Mediation & Mechanisms: Understanding not just if, but how a treatment has an effect is vital. Mediation analysis helps identify intermediate variables through which a treatment exerts its effect.
Unobserved Confounding: Even after controlling for observed variables, there might be hidden variables affecting both treatment and outcome. Instrumental variable methods, among others, aim to address this challenge.
Generalizability (External Validity): Even if a causal effect is valid for a specific sample or context, it might not generalize to other settings, populations, or times.
Temporal Order: Establishing that the treatment precedes the outcome in time is essential for causation.
Stable Unit Treatment Value Assumption (SUTVA): This assumes that the treatment level of one unit does not affect the outcome of another unit, and that there are no multiple versions of treatment which can affect the outcome differently.
Design Considerations: The study design, whether it's a cross-sectional study, cohort study, or case-control study, can influence the ease or difficulty of inferring causation.
Model Specification: Choosing the right model for causal inference, including the functional form, interactions, and polynomial terms, can significantly affect results.

I don’t want to focus on CausalModel, but instead focus on what the package aims to try to do.

What to do:
1 – Output the passage of the causal inference text starting at "Temporal Order: Establishing" and ending at "the outcome differently.".
2 – List every heading that introduces a consideration in the causal inference text.
3 – Answer these questions using the causal inference text:
(a) What does mediation analysis help identify?
(b) Which methods are named as aiming to address hidden variables that affect both treatment and outcome?
(c) Which three study designs are mentioned?

Information given:
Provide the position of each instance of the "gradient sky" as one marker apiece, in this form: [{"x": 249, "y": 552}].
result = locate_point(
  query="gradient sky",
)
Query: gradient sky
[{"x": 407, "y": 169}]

Numbered answers:
1 –
Temporal Order: Establishing that the treatment precedes the outcome in time is essential for causation.
Stable Unit Treatment Value Assumption (SUTVA): This assumes that the treatment level of one unit does not affect the outcome of another unit, and that there are no multiple versions of treatment which can affect the outcome differently.

2 –
Mediation & Mechanisms
Unobserved Confounding
Generalizability (External Validity)
Temporal Order
Stable Unit Treatment Value Assumption (SUTVA)
Design Considerations
Model Specification

3 –
(a) Intermediate variables through which a treatment exerts its effect.
(b) Instrumental variable methods.
(c) Cross-sectional study, cohort study, and case-control study.